DOCUMENT SECTION:
---
Looking for work is never fun, and it’s certainly not easy. If it’s been a while since you’ve gotten out there and looked, it’s especially difficult. The evolution of social media and technology has been swift, and the effect it has had on how we communicate with each other both personally and professionally has been even faster. Gone are the days of showing up with your resume in hand for a face-to-face interview. We are now in an age of digital self-marketing.

For job-seekers that are just re-entering the market, or those that simply need some inspiration and advice, there are a number of resources available for networking and promoting resumes and finding job postings. Although sites like Monster.com, Indeed and LinkedIn got their start by offering services like these, The Muse began with content first.

“We’ve been doing content since we started as The Daily Muse in 2011, meaning that any career question you have or career decision you have to make, we probably have an article on it,” Adrian Granzella Larssen, editor in chief of The Muse, said. “We quickly realized that there was a huge opportunity to connect the smart, ambitious people who were coming to our site for career advice with amazing companies that want to hire them.”

Originally intended for young female job-seekers, The Daily Muse soon became a go-to for a much wider demographic with a more dynamic set of needs. Co-founders Alex Cavoulacos, Kathryn Minshew and Melissa McCreery landed a spot in the Y Combinator startup program and built their vision offering in-depth company profiles, job boards and educational opportunities. Re-launching as The Muse brought the focus on finding and fostering careers, not just jobs.

“The Muse is (now) an online career destination that helps people figure out what they want to do with their lives and succeed once they get there. We do that by profiling amazing companies, their people and their job openings; offering career-boosting online classes and resources; and publishing content by a network of career experts,” Granzella Larsen said.
---
YOUR TASKS:
a - According to the passage about The Muse, which startup program did the co-founders get a spot in?
b - Repeat the passage about The Muse word for word, starting at "Looking for work" and ending after "of digital self-marketing.".
c - List every co-founder of The Muse named in the passage about The Muse.

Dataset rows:
---
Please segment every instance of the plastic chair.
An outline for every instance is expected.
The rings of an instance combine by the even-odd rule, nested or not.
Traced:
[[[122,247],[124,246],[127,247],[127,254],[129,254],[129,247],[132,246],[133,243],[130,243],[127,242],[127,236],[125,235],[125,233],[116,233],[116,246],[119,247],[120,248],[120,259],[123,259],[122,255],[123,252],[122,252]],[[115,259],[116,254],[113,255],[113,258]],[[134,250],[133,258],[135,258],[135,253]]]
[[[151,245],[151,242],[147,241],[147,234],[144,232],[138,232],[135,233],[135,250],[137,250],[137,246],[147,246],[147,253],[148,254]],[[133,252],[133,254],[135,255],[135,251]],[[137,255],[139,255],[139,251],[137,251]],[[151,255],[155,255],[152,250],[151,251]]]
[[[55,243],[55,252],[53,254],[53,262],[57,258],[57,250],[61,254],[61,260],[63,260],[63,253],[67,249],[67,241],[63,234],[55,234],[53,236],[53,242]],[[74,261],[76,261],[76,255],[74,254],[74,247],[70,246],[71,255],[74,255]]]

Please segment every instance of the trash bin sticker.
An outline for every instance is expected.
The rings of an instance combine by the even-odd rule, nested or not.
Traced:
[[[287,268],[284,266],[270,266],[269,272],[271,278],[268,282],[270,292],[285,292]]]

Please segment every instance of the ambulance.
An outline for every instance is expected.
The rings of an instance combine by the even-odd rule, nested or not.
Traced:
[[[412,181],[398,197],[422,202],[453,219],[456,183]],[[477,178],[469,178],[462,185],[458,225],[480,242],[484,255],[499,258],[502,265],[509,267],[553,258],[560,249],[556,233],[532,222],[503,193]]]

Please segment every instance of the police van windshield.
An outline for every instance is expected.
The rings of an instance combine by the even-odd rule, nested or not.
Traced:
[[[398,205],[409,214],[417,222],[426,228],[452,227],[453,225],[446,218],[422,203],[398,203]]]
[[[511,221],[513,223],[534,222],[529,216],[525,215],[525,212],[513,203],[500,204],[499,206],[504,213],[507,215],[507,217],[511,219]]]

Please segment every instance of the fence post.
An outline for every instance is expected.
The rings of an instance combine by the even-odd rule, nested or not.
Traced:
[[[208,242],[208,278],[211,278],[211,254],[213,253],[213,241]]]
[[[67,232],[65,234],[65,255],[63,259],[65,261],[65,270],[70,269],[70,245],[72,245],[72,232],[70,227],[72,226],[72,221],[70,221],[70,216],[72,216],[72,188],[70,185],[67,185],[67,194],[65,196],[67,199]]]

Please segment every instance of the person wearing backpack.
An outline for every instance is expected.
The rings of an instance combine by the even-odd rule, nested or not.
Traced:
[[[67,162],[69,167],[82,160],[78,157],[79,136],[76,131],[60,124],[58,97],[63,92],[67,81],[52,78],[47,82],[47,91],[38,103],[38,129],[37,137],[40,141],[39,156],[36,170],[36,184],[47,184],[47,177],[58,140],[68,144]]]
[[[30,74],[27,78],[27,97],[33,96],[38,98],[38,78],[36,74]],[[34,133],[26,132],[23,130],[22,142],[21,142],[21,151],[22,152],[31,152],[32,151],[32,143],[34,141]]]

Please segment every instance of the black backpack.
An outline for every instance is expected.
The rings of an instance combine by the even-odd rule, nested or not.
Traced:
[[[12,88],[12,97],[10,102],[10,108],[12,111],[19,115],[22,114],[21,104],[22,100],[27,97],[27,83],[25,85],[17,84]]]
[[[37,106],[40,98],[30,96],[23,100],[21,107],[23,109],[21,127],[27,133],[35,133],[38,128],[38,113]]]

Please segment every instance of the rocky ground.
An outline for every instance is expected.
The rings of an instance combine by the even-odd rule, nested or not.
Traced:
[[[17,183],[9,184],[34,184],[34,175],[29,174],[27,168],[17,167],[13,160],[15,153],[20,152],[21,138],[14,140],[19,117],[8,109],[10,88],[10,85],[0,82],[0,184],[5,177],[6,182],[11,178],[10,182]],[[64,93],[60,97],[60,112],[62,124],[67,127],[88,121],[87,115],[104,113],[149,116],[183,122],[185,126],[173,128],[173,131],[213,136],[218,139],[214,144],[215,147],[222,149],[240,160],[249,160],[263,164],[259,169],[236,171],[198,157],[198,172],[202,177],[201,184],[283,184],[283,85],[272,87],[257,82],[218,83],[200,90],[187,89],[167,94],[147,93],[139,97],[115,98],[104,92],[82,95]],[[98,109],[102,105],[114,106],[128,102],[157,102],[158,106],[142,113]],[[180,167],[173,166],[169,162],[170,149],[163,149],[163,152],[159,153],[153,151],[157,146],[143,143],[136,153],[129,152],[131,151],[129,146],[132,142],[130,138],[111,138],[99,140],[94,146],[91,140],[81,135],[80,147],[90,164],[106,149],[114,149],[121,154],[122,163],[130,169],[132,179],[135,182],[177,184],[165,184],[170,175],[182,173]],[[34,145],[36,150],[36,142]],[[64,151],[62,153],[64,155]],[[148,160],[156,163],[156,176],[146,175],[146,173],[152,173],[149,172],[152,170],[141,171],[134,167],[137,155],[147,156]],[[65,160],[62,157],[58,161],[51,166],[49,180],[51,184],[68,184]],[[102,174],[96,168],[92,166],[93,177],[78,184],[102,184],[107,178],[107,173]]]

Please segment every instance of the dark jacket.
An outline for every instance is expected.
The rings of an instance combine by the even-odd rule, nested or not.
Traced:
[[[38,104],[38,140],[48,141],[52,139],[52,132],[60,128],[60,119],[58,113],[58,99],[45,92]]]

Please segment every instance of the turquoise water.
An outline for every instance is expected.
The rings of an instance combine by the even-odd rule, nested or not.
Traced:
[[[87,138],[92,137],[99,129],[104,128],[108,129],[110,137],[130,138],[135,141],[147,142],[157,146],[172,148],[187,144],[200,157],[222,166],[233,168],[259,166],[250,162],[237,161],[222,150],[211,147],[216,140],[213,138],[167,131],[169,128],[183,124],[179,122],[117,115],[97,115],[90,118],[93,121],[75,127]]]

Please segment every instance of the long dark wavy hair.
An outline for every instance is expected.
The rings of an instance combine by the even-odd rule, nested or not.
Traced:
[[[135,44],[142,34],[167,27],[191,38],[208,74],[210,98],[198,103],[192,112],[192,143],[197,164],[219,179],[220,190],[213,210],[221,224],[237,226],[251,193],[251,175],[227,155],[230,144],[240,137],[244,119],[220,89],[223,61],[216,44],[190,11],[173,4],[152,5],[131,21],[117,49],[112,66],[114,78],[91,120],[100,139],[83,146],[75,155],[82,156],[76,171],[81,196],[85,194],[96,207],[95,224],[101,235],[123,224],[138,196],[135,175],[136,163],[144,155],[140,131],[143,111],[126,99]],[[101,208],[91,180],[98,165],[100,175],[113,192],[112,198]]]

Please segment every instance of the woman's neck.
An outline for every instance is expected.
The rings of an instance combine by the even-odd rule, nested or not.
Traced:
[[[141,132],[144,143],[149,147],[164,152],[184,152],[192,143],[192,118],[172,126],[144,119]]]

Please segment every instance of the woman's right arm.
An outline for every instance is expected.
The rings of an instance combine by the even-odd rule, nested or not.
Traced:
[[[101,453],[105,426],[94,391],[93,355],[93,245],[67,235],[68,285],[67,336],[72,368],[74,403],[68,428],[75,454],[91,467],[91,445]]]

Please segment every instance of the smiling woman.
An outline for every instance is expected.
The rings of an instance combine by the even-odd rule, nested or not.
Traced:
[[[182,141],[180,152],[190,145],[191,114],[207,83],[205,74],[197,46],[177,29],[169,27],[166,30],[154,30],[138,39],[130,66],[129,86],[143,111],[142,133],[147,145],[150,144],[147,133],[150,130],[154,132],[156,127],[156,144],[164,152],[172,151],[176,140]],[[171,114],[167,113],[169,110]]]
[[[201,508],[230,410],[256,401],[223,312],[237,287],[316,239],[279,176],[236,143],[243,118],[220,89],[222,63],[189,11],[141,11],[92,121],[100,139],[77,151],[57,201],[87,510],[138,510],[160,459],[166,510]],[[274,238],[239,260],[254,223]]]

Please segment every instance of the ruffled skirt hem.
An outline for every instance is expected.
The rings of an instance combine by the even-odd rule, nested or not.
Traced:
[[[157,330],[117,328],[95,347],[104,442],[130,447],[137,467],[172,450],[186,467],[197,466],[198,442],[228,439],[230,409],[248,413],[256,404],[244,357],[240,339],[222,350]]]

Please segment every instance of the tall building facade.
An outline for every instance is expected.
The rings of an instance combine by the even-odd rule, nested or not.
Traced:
---
WORKED SOLUTIONS:
a - Y Combinator

b -
Looking for work is never fun, and it’s certainly not easy. If it’s been a while since you’ve gotten out there and looked, it’s especially difficult. The evolution of social media and technology has been swift, and the effect it has had on how we communicate with each other both personally and professionally has been even faster. Gone are the days of showing up with your resume in hand for a face-to-face interview. We are now in an age of digital self-marketing.

c - Alex Cavoulacos, Kathryn Minshew, Melissa McCreery